(Data items)

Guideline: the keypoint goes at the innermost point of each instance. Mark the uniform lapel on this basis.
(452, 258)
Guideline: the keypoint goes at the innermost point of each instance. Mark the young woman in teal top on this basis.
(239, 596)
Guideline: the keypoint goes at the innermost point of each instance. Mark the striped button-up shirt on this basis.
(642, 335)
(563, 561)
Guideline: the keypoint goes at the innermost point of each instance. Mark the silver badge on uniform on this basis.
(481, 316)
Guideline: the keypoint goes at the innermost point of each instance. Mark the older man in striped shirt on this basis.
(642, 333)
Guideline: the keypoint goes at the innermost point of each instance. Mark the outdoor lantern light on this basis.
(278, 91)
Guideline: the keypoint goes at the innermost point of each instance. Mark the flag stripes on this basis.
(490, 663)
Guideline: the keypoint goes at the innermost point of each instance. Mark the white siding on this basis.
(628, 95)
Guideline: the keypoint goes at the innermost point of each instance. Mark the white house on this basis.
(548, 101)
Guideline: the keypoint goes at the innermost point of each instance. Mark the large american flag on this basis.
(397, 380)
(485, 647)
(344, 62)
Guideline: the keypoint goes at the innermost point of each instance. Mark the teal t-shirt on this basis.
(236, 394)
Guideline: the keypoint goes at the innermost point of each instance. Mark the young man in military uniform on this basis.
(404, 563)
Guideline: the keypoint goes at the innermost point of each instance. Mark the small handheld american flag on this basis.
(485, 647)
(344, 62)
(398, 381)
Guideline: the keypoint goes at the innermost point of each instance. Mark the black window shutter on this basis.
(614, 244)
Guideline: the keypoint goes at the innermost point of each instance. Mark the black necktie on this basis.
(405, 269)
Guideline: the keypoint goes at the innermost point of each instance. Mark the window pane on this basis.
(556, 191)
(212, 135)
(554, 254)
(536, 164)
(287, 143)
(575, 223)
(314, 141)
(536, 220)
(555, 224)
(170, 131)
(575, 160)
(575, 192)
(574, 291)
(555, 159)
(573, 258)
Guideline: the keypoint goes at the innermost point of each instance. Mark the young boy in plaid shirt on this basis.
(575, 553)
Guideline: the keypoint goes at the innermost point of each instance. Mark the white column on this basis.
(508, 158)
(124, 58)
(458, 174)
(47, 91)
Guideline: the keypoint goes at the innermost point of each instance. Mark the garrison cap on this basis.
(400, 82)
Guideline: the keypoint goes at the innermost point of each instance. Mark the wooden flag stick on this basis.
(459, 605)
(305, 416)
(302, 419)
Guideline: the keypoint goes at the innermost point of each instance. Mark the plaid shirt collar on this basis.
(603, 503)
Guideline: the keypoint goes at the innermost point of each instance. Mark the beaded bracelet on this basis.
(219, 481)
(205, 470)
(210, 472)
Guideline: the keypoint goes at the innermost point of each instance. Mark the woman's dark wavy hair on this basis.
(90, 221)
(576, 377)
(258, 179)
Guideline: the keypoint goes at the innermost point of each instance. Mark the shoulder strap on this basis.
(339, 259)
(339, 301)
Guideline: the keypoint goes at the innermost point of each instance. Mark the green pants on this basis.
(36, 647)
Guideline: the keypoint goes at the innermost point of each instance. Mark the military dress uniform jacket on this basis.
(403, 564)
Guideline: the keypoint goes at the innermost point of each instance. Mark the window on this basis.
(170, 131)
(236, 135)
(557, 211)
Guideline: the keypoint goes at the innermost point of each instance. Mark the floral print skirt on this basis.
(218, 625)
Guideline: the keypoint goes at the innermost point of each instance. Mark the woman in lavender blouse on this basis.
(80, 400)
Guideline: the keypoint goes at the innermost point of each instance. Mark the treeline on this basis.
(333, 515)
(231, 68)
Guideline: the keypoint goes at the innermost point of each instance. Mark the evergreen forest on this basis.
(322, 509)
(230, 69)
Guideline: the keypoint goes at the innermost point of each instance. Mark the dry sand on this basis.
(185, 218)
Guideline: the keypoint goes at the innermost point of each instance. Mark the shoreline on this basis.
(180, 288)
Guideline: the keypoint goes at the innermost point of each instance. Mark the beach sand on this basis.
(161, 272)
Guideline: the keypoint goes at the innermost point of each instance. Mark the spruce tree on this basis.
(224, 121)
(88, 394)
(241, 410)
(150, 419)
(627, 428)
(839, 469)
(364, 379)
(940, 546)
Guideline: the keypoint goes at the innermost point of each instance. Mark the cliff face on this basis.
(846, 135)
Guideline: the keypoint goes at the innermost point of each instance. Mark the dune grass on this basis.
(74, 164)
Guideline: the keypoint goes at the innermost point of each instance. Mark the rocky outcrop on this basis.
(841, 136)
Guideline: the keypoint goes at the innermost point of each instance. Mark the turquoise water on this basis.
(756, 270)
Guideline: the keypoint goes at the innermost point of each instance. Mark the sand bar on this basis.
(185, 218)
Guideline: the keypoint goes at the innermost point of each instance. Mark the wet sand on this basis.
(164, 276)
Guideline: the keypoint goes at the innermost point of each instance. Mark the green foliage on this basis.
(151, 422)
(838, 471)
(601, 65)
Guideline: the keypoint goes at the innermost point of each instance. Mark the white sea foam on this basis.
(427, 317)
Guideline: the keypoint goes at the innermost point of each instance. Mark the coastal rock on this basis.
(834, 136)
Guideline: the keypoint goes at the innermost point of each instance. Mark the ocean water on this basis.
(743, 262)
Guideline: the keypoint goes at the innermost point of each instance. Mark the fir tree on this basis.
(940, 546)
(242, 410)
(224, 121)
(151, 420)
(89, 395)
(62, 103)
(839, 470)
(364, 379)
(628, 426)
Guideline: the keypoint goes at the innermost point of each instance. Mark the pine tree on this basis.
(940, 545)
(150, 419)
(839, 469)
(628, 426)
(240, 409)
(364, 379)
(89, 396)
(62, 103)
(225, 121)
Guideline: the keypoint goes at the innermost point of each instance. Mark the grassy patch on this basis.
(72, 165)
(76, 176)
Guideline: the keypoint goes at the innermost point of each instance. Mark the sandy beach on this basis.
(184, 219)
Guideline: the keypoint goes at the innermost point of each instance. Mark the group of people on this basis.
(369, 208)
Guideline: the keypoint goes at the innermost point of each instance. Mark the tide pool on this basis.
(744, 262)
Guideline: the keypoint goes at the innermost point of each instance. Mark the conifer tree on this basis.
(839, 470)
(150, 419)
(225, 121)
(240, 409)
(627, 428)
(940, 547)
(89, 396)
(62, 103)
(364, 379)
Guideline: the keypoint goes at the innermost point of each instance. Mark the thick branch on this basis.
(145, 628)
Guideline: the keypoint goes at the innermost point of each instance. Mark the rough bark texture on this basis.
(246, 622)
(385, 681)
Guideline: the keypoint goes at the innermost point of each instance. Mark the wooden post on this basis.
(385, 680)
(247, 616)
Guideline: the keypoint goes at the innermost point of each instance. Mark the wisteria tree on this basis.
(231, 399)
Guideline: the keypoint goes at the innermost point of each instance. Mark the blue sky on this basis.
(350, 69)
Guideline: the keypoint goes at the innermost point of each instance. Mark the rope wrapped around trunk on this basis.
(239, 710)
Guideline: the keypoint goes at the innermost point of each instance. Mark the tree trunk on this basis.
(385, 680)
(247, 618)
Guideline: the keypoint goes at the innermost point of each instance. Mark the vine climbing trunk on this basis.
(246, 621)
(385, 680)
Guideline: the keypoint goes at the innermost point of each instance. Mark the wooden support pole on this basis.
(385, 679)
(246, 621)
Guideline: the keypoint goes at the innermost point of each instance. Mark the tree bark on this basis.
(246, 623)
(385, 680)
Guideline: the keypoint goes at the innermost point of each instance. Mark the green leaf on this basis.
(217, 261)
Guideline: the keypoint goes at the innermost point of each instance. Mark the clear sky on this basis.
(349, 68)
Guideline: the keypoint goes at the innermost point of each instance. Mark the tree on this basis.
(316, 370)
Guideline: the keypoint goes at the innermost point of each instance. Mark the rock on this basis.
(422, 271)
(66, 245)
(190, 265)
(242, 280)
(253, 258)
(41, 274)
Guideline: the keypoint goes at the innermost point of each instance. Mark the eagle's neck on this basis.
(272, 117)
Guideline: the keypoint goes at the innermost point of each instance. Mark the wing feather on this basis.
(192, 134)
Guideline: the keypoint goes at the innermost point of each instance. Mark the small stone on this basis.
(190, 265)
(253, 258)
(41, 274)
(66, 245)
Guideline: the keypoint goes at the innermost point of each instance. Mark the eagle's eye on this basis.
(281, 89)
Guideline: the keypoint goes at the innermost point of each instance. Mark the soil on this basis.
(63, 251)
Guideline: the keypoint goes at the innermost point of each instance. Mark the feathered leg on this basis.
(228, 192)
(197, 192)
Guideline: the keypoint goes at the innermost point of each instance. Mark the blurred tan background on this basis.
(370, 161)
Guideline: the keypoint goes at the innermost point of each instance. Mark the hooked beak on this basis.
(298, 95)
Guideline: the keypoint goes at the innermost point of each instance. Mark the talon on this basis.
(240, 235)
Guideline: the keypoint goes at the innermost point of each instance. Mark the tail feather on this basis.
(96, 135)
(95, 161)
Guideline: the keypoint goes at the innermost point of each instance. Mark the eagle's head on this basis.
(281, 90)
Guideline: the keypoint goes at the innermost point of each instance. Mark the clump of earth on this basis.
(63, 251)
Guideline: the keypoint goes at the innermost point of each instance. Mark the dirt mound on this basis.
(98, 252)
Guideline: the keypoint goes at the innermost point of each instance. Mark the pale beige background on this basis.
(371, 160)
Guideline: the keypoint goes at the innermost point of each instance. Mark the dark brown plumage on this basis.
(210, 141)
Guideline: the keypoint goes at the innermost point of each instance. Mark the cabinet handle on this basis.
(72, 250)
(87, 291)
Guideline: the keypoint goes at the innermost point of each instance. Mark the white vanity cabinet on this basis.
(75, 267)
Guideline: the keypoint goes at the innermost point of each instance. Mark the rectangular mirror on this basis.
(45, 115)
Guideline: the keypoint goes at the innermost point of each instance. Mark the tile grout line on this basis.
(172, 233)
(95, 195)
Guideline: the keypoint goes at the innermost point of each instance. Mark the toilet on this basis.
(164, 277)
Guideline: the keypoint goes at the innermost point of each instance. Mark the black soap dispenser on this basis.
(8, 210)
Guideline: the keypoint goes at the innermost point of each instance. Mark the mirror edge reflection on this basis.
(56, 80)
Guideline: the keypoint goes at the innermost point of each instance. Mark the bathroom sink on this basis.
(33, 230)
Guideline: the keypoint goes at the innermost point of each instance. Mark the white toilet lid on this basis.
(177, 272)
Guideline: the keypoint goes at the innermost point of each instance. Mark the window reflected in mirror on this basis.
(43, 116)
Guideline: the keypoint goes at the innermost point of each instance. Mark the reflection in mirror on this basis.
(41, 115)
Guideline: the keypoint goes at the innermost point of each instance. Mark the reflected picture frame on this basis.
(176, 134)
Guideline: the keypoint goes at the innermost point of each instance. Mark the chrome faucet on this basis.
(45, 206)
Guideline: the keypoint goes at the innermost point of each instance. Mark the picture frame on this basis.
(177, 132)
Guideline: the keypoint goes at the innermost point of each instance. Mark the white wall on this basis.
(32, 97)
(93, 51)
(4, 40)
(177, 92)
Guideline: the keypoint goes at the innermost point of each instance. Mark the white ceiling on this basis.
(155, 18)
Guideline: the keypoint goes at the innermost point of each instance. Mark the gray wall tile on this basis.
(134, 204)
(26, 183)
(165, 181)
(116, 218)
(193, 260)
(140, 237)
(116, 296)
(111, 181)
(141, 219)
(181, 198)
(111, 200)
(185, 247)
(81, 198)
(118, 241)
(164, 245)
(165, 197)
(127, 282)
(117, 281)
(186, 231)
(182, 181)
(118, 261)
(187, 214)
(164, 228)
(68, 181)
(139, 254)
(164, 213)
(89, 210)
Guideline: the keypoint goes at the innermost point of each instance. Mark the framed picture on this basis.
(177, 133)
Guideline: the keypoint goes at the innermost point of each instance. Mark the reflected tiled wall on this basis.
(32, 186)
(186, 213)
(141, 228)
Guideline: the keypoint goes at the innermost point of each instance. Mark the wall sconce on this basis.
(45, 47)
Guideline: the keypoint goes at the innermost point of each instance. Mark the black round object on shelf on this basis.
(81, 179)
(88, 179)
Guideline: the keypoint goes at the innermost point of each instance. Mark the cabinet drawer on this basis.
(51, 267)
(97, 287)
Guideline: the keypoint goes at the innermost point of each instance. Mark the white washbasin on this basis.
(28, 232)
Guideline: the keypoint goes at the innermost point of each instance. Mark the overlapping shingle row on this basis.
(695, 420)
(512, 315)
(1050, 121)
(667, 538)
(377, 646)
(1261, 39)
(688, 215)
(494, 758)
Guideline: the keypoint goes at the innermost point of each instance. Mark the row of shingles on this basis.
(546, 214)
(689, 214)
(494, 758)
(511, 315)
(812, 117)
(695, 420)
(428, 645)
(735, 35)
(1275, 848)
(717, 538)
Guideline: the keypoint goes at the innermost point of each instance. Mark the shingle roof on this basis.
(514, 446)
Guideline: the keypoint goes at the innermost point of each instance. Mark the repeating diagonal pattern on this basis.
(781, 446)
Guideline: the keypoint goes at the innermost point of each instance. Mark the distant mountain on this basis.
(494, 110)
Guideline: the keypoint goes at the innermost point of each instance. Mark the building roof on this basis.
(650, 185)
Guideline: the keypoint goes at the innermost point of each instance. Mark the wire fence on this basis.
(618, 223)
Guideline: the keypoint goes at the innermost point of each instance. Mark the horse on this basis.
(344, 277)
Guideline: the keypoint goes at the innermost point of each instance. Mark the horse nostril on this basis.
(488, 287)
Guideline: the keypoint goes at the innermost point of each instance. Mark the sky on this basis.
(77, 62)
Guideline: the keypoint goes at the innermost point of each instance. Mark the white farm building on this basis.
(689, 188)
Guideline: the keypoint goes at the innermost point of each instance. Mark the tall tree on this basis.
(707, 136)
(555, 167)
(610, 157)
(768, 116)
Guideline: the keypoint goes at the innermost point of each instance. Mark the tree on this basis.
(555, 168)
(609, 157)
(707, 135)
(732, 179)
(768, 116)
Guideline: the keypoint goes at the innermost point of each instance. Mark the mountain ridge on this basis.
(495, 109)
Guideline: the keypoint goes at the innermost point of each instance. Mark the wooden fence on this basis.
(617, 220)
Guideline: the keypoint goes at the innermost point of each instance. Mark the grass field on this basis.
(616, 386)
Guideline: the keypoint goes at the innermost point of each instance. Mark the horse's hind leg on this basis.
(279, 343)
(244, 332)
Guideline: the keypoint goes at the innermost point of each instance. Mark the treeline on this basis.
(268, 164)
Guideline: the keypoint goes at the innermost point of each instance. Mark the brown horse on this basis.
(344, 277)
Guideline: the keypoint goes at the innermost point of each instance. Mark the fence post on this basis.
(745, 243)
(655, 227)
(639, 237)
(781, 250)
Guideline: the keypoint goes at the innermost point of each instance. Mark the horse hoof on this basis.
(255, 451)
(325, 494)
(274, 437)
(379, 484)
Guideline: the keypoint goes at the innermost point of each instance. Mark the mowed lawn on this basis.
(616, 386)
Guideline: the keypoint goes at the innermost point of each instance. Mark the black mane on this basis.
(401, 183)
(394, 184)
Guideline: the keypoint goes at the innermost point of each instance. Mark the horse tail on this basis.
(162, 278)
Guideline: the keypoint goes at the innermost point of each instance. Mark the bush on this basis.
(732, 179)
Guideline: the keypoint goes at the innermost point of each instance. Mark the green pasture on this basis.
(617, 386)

■ What is asked ■
Take the line in which "hind leg on this basis." occurs and each subsequent line through the end; give these lines again without alteration.

■ Completed task ■
Guideline: the keypoint goes at the innermost point of each instance. Mark the horse's hind leg on this basis.
(279, 343)
(244, 332)
Guideline: the keypoint goes at the innermost point of each instance. Mark the treeline on this basis.
(268, 164)
Guideline: the keypoint goes at the innermost point of each instance. Mark the brown horse on this basis.
(344, 277)
Guideline: the keypoint goes at the innermost point of each instance. Mark the fence post on this basis.
(745, 243)
(655, 227)
(639, 237)
(781, 250)
Guideline: the keypoint goes at the innermost point of each instance. Mark the horse hoof on this basis.
(255, 451)
(325, 494)
(274, 437)
(379, 484)
Guideline: the keypoint goes at the innermost point of each instance. Mark the mowed lawn on this basis.
(616, 386)
Guideline: the keypoint goes at the innermost point of each instance. Mark the black mane on this basis.
(401, 183)
(394, 184)
Guideline: the keypoint goes at the innermost point of each instance. Mark the horse tail on this basis.
(162, 278)
Guideline: the keypoint goes at the innermost point of each instance. Mark the bush on this basis.
(732, 179)
Guideline: the keypoint goes at the innermost point of each instance. Mark the green pasture on this basis.
(617, 386)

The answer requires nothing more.